## What the exercise asks
Retype the line where "For the audit, pick out each instance of the wet" appears and each line that follows it down to the last line of the records below. Leave the pictures out.

## Data shown
+ + + + + + +

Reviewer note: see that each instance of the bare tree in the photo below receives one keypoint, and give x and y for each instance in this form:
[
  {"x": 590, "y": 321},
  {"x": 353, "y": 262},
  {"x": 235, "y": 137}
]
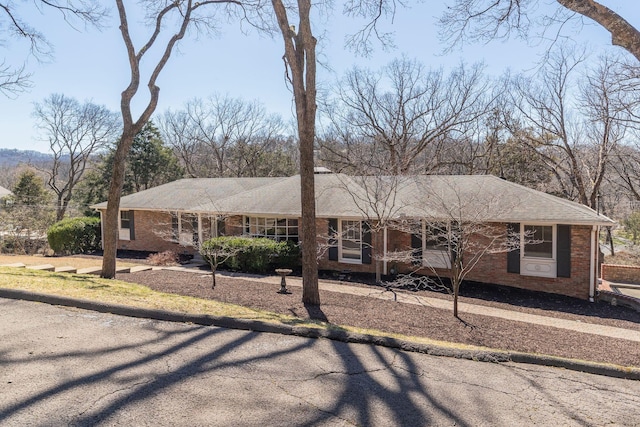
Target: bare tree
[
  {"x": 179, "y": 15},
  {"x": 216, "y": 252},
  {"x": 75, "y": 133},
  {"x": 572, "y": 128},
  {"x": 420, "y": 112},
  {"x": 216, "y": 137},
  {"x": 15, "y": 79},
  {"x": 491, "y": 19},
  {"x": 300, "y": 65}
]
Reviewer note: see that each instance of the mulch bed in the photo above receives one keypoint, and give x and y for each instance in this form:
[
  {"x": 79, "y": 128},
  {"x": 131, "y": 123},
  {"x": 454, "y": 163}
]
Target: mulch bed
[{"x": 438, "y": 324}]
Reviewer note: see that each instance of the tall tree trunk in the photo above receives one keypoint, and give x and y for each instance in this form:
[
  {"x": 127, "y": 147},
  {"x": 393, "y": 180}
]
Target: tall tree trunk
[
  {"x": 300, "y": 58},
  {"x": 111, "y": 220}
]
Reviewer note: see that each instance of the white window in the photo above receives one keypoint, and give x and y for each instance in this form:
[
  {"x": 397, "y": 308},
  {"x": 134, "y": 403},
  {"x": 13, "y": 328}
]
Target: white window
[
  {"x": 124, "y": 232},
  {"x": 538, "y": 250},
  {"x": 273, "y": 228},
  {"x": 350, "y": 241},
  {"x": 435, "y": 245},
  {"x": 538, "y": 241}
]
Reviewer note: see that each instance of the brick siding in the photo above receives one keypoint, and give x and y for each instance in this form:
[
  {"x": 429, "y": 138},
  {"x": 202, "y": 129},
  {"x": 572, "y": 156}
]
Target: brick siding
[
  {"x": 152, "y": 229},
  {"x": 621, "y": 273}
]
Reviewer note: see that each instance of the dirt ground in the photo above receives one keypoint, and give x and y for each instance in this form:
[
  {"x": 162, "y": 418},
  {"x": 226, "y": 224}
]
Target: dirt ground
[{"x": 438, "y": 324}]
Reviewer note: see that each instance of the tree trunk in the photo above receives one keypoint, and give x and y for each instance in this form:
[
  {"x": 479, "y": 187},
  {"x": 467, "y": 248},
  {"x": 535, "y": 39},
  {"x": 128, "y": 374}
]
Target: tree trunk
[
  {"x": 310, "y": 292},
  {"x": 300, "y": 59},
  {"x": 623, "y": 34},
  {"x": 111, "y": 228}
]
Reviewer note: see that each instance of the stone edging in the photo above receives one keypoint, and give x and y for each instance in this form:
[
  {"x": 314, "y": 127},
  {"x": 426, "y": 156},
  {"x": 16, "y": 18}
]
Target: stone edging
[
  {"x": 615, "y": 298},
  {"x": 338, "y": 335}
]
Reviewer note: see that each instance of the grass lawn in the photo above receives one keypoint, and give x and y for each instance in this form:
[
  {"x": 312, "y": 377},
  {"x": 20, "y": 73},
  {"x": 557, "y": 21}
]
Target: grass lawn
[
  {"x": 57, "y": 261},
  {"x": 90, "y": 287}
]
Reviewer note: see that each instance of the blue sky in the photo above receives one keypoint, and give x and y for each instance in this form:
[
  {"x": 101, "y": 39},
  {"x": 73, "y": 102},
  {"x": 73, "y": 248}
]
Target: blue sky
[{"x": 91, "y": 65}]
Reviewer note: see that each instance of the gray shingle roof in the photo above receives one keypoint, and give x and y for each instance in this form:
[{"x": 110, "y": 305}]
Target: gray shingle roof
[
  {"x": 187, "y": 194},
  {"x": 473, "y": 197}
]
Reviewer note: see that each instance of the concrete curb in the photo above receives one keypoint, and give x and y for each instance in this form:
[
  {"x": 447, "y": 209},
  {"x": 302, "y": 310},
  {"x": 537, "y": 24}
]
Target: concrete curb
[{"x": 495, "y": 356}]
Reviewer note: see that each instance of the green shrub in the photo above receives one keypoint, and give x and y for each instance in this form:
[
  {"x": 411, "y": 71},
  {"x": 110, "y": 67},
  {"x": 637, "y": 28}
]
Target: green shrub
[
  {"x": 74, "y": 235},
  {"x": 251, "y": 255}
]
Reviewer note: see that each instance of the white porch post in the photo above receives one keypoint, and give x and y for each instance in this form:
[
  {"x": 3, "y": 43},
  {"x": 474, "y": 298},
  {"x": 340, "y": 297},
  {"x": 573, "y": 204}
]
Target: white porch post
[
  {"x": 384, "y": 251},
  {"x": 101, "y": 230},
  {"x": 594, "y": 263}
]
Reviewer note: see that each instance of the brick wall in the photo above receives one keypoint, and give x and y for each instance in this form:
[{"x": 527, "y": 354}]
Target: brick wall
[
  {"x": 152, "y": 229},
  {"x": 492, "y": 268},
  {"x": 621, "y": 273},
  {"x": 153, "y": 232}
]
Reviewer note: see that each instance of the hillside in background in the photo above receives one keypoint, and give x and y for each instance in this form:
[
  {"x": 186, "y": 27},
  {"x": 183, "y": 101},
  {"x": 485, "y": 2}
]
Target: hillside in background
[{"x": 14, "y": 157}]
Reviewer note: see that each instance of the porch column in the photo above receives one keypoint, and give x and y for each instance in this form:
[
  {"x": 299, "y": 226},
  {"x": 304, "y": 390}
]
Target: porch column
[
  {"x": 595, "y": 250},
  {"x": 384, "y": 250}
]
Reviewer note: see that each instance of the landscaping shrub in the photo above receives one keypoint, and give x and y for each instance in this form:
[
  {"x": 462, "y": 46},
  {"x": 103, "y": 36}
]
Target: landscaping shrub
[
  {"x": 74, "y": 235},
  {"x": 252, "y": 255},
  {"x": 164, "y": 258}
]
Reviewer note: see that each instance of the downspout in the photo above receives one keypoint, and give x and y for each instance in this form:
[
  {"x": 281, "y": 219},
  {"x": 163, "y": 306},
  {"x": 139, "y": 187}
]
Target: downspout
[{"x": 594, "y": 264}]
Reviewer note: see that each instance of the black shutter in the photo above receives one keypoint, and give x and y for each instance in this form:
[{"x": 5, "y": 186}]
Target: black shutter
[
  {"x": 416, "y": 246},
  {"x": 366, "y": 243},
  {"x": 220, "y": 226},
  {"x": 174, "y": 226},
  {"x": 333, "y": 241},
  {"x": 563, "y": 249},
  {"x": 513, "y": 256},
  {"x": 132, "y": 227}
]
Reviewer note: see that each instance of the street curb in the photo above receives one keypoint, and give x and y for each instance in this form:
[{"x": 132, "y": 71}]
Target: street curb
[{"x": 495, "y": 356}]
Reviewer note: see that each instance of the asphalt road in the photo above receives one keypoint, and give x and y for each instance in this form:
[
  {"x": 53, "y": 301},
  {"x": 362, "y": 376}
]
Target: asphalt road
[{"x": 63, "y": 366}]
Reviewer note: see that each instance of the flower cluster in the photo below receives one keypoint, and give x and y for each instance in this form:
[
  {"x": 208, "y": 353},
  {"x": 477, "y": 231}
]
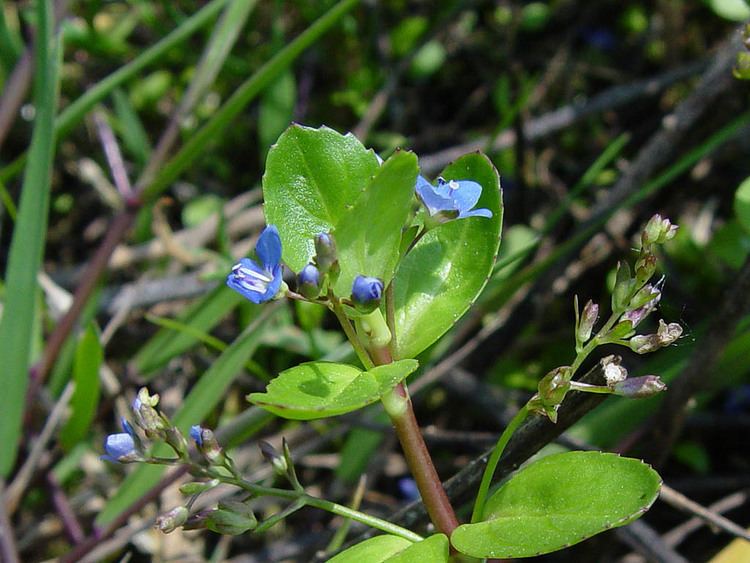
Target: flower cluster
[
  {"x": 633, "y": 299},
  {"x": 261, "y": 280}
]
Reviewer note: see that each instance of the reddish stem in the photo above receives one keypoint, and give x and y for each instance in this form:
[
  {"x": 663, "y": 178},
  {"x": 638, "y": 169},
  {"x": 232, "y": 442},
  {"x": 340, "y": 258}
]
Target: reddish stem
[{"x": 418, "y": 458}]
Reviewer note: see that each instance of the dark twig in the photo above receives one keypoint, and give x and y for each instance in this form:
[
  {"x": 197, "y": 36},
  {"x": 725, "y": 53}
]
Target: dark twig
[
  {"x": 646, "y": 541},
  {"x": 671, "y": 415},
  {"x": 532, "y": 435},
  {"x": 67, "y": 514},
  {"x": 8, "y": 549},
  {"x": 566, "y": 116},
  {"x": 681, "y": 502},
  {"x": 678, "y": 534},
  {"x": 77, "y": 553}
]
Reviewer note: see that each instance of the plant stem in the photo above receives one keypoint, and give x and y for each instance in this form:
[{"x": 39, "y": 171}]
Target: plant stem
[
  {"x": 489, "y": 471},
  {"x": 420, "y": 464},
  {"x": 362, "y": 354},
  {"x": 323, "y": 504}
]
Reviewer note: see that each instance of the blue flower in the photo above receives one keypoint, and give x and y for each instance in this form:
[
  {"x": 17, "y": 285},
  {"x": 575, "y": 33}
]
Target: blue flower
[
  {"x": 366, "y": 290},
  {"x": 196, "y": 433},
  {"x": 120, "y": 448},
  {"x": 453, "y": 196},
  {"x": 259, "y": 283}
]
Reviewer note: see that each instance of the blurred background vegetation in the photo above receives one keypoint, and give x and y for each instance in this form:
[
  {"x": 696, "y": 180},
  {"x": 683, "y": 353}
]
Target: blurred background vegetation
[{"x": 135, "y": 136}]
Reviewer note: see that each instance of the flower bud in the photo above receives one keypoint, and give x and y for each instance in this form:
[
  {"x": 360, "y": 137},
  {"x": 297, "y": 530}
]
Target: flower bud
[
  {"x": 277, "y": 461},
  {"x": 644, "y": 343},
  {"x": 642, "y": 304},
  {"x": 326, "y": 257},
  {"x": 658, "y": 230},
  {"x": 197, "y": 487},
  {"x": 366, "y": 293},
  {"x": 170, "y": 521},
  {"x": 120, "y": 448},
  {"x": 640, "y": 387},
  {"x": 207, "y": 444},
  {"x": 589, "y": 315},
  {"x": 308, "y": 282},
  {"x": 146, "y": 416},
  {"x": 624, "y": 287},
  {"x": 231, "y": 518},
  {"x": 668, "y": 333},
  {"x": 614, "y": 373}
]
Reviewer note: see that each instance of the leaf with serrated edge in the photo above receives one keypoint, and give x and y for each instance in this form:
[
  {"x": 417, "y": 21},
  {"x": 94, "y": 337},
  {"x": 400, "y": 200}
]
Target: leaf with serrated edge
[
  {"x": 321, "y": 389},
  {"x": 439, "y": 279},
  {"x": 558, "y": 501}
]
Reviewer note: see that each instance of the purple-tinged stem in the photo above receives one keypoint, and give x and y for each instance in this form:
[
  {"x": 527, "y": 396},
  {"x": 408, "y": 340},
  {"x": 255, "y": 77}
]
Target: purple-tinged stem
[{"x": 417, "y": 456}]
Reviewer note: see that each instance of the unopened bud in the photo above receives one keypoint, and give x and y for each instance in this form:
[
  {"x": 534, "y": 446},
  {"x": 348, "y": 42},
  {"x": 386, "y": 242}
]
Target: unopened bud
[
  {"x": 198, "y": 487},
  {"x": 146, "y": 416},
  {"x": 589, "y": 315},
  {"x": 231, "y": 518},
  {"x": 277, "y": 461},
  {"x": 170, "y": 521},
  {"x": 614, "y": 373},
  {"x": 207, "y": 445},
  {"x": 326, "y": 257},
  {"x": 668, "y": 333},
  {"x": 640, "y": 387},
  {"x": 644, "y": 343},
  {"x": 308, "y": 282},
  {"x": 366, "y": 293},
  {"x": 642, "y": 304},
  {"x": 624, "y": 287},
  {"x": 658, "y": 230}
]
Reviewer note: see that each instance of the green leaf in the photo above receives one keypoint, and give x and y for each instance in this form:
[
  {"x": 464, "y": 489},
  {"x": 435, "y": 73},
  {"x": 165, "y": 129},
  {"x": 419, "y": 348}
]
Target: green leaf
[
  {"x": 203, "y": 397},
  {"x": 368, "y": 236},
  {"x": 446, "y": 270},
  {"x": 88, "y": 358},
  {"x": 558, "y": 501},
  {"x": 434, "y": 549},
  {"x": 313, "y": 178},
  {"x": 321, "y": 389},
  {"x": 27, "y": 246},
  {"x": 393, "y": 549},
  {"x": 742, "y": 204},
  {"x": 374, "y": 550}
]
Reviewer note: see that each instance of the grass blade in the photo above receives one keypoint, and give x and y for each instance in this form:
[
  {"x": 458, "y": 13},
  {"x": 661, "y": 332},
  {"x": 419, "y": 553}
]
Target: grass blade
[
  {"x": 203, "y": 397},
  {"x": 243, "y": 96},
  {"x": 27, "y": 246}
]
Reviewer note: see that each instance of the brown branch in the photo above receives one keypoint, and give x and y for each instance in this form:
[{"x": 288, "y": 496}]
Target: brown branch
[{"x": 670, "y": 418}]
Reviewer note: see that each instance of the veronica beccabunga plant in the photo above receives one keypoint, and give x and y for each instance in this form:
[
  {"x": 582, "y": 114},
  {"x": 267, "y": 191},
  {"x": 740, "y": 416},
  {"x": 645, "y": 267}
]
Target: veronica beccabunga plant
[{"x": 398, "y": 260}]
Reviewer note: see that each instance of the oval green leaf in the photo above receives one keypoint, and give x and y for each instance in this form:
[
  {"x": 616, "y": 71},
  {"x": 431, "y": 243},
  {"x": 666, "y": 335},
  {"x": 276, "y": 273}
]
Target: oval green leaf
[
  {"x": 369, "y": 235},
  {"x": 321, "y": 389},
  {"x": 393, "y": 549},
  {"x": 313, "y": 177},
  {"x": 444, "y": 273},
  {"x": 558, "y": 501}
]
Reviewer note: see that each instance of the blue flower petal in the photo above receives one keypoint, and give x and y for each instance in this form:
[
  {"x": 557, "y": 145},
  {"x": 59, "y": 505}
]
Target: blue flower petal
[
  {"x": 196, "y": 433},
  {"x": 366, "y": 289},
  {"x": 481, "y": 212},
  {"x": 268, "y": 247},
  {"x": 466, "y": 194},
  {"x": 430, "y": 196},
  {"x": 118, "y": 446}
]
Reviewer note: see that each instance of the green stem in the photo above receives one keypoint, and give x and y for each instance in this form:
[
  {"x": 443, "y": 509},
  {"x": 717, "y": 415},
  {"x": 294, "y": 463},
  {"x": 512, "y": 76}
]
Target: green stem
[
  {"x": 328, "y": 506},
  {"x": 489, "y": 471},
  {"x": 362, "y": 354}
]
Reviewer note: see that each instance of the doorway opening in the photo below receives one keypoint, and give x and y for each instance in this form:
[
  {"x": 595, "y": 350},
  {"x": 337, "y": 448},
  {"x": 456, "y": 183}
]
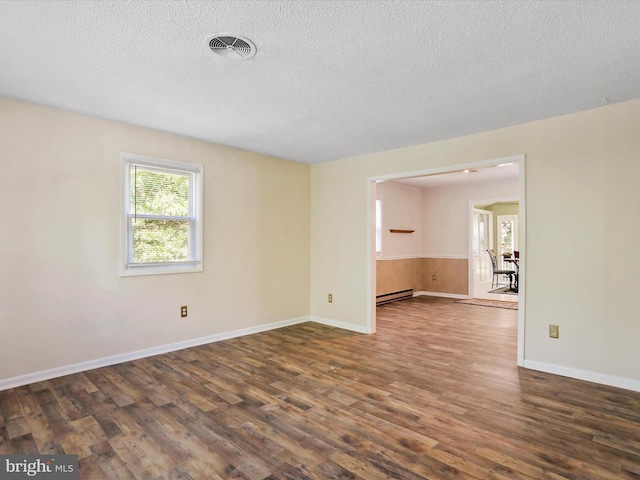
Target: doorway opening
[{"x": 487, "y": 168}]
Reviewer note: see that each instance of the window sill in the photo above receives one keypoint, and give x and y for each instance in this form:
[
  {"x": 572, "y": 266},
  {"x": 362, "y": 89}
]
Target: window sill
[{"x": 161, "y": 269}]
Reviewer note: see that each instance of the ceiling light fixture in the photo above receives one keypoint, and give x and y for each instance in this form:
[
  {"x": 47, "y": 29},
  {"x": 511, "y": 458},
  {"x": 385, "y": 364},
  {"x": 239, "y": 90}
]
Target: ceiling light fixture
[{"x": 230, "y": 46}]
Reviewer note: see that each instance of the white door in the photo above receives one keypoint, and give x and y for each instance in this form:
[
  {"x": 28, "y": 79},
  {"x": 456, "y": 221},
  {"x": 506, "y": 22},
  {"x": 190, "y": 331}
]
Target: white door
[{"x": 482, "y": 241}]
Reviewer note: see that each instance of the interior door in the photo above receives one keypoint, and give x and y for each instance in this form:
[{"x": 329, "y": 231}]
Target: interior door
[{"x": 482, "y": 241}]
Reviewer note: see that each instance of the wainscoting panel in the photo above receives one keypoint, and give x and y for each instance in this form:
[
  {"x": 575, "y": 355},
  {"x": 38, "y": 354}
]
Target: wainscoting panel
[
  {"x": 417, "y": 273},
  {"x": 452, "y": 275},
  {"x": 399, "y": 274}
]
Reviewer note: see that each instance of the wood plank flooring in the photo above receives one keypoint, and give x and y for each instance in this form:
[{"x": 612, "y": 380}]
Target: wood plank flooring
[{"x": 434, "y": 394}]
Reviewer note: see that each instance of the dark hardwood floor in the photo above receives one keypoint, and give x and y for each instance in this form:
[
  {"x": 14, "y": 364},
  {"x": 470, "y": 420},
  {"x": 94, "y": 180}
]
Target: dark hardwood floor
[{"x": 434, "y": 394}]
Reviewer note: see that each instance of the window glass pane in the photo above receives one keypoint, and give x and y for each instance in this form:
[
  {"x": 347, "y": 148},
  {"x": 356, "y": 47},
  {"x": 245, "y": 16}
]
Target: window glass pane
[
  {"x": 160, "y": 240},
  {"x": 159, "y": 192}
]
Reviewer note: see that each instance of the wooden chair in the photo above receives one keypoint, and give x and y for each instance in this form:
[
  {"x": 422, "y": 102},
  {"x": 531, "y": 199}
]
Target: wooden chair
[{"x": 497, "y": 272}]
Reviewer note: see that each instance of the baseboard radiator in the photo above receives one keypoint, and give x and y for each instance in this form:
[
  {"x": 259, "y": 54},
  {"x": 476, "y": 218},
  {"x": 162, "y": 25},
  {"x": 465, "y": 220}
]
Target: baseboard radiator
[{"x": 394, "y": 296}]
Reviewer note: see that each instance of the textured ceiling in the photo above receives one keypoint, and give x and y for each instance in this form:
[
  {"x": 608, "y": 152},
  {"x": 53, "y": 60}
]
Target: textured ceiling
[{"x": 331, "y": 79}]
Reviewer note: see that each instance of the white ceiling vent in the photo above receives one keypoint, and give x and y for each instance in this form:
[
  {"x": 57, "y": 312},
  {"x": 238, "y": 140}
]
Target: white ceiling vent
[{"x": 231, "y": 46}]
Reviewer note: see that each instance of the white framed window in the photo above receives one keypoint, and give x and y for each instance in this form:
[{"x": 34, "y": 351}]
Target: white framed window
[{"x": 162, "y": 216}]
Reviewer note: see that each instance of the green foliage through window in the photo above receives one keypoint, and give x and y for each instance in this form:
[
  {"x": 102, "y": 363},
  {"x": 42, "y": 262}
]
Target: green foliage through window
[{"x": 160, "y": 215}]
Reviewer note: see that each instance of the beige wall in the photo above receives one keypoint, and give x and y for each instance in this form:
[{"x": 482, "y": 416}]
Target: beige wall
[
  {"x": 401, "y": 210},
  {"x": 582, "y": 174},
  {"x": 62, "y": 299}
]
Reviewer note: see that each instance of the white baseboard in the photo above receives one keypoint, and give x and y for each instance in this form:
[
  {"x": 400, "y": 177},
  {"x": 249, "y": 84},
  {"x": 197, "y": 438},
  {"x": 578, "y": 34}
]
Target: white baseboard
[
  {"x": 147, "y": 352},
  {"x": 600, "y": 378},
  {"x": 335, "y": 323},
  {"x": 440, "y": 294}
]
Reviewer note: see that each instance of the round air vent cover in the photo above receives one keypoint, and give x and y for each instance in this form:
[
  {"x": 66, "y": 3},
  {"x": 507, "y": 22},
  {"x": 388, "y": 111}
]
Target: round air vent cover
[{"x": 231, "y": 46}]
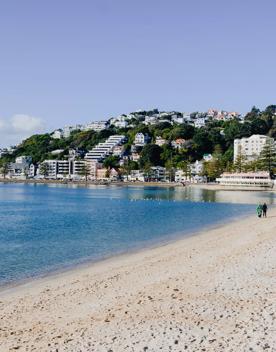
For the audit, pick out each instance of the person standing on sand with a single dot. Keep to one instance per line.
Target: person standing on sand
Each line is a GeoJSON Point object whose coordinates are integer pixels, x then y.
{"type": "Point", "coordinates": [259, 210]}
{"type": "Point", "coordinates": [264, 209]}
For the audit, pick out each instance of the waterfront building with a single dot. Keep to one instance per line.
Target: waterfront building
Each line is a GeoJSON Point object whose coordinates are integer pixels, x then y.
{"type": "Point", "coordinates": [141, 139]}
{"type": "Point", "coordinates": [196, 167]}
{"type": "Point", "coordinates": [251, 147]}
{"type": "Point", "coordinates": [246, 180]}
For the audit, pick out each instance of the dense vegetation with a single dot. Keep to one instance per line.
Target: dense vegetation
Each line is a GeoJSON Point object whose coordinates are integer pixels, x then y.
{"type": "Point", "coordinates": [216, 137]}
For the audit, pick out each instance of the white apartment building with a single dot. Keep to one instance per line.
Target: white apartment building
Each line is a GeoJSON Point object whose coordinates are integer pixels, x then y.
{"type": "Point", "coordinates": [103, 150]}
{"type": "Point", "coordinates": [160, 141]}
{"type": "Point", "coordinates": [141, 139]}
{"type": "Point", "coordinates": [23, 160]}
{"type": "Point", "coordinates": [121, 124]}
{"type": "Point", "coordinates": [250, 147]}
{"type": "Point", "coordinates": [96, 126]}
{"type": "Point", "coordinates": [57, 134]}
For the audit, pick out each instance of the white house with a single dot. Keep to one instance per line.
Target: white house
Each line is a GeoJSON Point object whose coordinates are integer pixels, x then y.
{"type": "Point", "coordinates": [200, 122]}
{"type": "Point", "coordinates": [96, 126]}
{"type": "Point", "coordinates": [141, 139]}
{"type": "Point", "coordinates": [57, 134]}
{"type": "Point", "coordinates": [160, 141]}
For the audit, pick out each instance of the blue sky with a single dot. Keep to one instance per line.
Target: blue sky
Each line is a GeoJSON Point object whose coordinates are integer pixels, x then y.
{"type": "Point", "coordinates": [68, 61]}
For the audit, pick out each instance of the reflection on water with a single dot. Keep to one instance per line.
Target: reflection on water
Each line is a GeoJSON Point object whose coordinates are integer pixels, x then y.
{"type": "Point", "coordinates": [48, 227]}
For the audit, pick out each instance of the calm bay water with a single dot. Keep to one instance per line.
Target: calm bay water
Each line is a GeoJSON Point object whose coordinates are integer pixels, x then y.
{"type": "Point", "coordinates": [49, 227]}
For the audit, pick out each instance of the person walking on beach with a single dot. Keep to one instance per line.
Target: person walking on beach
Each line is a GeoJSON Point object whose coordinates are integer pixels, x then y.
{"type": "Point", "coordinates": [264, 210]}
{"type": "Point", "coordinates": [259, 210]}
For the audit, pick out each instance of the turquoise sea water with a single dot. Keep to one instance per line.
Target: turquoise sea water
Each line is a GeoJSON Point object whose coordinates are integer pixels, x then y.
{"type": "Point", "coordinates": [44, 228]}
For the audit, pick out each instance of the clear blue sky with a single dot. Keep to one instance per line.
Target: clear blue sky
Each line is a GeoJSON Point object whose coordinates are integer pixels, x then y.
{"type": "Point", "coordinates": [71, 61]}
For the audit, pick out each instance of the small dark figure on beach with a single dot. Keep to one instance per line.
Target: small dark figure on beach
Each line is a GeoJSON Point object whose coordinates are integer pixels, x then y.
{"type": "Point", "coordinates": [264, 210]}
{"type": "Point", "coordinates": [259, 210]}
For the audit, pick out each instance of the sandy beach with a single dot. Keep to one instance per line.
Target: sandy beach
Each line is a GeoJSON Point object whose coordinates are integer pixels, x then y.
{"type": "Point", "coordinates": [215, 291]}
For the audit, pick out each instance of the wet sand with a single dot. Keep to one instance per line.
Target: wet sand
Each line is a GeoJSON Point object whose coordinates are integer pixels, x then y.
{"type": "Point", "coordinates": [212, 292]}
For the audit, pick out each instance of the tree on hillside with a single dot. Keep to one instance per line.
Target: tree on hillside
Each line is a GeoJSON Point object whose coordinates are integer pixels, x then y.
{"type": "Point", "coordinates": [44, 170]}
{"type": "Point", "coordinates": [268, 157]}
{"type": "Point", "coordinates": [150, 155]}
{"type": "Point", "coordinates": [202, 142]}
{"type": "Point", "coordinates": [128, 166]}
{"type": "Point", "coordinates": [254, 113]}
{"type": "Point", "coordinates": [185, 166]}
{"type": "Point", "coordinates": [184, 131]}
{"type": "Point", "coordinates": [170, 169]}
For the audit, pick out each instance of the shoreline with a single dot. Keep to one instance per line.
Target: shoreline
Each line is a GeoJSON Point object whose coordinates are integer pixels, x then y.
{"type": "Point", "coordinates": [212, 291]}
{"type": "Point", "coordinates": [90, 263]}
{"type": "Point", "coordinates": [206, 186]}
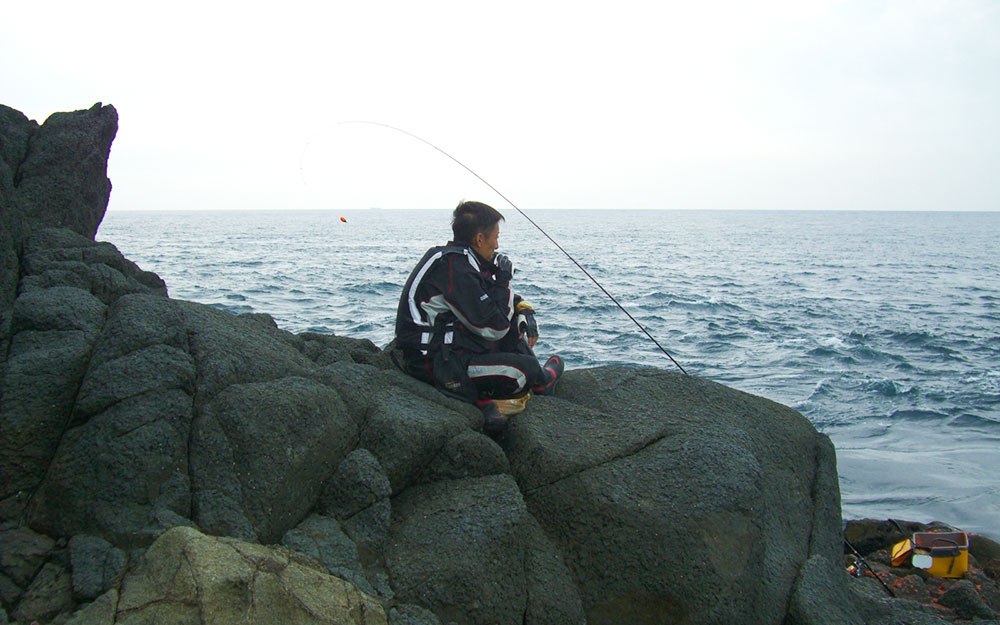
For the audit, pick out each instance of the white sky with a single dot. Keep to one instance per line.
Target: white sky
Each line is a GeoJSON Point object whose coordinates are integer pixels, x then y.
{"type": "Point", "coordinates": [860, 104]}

+ + + + + + +

## Output of the exercise
For the audit, pick out each instance of the wet sand with a single dot. Keep to one instance per line.
Target: wet sand
Each line is a GeoJSON Point object whose coordinates are integer pixels, x then y.
{"type": "Point", "coordinates": [212, 292]}
For the audit, pick out each instance of the tree on hillside with a single dot. Keep to one instance per line.
Target: tree on hillside
Each line is a GeoJSON Point object whose coordinates are integer pixels, x then y.
{"type": "Point", "coordinates": [44, 170]}
{"type": "Point", "coordinates": [268, 157]}
{"type": "Point", "coordinates": [150, 155]}
{"type": "Point", "coordinates": [202, 142]}
{"type": "Point", "coordinates": [128, 166]}
{"type": "Point", "coordinates": [254, 113]}
{"type": "Point", "coordinates": [185, 166]}
{"type": "Point", "coordinates": [184, 131]}
{"type": "Point", "coordinates": [170, 169]}
For the audit, pick out each instance of the shoreline with a single dot. Keep to one instance per line.
Target: shoreline
Each line is a GeoJSON Point object whose coordinates are integer pixels, x then y.
{"type": "Point", "coordinates": [212, 291]}
{"type": "Point", "coordinates": [90, 263]}
{"type": "Point", "coordinates": [206, 186]}
For the audit, pick out each instance of the white sky with a single dot. Keep to one instance per line.
Target: white sky
Each line is a GeoJSON Point object whose coordinates are integer pixels, x then y.
{"type": "Point", "coordinates": [860, 104]}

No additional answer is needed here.